DATA PROVIDED:

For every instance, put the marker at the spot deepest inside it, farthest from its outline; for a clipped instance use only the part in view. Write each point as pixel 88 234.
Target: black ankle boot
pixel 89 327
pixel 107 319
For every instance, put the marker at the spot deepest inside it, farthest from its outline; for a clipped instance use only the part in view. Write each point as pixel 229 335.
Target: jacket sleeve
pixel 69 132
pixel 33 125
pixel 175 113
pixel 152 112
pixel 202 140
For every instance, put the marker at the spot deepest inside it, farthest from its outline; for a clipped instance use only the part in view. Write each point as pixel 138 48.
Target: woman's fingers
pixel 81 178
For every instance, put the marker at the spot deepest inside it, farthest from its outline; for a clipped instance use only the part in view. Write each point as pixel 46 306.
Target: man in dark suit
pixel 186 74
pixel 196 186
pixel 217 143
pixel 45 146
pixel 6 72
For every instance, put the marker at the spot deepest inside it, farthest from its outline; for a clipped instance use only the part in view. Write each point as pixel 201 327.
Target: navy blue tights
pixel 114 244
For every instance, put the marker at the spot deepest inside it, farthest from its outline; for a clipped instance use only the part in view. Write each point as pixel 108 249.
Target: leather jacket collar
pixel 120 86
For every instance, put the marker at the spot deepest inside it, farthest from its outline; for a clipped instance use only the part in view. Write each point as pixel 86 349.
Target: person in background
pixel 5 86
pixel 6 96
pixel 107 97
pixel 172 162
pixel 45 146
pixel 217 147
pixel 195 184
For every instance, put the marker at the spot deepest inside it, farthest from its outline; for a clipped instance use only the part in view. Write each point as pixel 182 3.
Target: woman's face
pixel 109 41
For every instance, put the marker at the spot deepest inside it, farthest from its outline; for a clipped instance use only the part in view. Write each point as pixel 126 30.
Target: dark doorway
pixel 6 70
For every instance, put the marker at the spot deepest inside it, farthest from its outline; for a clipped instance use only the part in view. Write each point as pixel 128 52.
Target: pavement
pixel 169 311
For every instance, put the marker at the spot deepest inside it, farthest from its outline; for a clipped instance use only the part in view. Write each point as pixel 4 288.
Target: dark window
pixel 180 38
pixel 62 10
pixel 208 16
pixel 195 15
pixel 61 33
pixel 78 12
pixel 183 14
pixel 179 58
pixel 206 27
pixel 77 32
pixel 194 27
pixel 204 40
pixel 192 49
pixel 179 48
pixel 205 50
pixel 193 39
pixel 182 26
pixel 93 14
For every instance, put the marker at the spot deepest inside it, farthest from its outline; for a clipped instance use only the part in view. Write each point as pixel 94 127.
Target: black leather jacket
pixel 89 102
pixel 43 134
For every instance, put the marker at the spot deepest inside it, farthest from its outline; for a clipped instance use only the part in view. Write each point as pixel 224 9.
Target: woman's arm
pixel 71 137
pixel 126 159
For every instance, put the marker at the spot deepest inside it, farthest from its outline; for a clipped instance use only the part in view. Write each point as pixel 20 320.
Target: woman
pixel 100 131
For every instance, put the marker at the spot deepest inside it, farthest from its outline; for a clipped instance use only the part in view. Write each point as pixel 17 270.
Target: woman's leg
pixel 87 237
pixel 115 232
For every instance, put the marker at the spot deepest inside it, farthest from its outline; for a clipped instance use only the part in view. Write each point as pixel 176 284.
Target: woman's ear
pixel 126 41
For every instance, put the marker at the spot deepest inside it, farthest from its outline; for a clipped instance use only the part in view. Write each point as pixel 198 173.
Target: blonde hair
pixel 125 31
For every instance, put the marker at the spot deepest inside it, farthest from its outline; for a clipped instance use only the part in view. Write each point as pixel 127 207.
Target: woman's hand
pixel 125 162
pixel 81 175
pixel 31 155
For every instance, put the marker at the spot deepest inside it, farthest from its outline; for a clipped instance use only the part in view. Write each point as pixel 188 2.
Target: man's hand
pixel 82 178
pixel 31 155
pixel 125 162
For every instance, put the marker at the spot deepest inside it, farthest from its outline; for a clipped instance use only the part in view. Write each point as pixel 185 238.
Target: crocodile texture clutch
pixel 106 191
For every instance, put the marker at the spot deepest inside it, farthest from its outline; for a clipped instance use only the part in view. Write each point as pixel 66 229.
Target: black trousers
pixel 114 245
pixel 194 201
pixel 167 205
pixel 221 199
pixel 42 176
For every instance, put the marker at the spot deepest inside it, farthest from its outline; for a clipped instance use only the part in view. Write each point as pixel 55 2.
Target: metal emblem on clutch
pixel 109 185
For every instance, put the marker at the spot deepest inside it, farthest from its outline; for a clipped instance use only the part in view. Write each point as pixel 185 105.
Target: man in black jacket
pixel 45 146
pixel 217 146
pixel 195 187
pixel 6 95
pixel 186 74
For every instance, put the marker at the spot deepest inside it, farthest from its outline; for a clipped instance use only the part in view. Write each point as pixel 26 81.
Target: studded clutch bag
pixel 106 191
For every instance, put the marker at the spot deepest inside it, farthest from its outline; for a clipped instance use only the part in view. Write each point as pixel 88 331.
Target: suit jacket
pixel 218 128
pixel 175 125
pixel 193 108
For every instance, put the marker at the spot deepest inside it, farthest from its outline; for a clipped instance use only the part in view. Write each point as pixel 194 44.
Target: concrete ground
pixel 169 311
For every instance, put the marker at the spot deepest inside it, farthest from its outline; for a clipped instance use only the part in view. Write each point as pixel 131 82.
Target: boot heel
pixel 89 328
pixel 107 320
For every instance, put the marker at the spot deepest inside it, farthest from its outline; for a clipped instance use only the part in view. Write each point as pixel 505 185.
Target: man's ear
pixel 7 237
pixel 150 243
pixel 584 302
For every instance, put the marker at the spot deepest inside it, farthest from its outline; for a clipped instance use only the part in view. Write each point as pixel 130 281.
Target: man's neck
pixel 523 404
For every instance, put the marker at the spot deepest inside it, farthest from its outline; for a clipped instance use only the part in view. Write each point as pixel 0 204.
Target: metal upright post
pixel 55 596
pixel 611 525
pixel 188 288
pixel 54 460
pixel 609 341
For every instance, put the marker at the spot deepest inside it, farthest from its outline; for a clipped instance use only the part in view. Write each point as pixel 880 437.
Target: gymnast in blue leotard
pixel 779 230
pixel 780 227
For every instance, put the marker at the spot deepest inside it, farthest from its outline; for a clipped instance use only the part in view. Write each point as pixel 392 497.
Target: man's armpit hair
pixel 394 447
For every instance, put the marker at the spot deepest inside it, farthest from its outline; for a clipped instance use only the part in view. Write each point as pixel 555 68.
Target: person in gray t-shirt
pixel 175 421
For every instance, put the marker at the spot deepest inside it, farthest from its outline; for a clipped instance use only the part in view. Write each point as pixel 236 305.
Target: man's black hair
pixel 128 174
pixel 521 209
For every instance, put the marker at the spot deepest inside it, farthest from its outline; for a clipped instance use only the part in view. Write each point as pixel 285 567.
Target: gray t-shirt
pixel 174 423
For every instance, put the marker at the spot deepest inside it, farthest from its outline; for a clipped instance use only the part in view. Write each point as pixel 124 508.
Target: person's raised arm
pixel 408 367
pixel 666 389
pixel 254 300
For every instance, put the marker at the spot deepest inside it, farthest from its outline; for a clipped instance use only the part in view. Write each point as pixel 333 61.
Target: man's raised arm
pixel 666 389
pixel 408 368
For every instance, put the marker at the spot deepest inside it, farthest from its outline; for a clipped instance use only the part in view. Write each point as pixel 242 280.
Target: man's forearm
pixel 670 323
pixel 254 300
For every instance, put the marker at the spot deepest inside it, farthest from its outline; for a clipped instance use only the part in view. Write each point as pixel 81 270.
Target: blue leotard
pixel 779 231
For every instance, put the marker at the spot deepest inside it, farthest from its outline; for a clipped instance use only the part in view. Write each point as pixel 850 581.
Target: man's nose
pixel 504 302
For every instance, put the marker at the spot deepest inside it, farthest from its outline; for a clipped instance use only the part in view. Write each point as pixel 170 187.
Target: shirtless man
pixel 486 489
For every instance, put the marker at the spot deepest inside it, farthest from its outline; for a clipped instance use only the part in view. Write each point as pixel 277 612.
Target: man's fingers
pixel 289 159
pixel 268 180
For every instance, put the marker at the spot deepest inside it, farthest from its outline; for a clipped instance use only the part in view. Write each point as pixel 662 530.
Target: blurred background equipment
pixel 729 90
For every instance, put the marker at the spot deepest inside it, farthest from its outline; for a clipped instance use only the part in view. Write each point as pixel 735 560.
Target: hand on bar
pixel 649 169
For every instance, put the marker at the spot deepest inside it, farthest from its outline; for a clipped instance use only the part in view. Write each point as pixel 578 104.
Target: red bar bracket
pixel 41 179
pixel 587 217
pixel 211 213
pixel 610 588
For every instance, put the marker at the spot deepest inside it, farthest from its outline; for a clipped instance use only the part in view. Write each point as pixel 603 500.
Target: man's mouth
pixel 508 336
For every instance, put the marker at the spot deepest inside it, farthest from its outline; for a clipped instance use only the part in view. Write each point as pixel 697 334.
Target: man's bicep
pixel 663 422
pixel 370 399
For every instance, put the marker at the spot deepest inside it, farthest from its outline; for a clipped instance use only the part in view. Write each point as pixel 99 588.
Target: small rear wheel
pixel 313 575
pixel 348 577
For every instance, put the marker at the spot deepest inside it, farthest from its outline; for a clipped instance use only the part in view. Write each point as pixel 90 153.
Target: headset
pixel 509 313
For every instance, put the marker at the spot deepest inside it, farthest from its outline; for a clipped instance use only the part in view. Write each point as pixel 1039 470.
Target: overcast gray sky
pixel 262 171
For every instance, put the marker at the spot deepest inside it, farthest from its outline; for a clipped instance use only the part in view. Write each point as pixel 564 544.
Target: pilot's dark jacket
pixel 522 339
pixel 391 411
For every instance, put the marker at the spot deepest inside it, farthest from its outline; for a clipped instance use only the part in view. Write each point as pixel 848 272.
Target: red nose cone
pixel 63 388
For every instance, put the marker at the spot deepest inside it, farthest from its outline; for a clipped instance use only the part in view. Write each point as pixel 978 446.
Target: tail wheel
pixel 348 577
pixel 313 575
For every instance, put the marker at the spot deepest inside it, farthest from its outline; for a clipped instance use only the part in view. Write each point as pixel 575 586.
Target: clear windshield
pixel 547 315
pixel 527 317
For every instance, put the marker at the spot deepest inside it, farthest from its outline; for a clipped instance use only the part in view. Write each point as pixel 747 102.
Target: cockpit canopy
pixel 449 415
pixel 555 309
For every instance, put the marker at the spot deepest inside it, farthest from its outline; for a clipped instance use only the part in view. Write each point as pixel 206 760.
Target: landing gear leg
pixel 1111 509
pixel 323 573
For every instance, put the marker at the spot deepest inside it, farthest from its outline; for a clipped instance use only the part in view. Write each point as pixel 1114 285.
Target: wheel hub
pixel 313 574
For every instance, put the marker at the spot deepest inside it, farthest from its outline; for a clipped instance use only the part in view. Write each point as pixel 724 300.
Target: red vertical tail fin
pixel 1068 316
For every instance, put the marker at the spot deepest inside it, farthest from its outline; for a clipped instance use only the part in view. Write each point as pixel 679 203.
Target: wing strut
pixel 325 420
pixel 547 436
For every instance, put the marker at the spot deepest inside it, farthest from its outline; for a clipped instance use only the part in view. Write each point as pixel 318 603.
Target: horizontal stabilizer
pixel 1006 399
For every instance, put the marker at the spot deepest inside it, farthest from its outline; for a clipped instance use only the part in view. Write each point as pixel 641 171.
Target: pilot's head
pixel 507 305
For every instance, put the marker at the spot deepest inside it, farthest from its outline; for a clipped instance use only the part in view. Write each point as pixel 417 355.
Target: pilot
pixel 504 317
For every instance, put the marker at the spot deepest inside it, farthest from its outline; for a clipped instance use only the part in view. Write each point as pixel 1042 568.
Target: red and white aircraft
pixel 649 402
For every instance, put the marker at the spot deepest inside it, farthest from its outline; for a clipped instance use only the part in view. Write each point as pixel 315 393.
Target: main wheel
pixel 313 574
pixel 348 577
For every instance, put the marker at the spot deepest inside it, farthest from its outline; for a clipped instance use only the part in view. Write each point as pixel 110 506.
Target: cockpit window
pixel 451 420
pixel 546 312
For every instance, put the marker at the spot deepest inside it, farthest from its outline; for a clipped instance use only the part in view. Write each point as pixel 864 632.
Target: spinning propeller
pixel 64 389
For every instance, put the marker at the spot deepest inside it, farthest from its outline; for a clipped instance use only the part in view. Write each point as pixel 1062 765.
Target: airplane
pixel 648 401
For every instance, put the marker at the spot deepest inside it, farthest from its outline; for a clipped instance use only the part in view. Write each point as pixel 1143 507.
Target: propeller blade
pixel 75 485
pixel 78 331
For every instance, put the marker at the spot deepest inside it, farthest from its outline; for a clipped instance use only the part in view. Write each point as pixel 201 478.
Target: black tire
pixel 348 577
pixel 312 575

ACTIVITY:
Your output must be the exact lines from the one containing "Target: airplane" through the end of the data above, both included, and nothing more.

OUTPUT FOR THIS EXERCISE:
Target: airplane
pixel 648 401
For every instance, put the marker at the spot deepest inside it, farthest from its outline; for a clipped instance use only the part in view. Write each point as pixel 1143 507.
Target: propeller blade
pixel 75 485
pixel 78 331
For every instance, put the marker at the spot deepest inside it, farthest from its outline; for a clipped instance use only the part in view. Write each point as pixel 201 478.
Target: black tire
pixel 348 577
pixel 312 575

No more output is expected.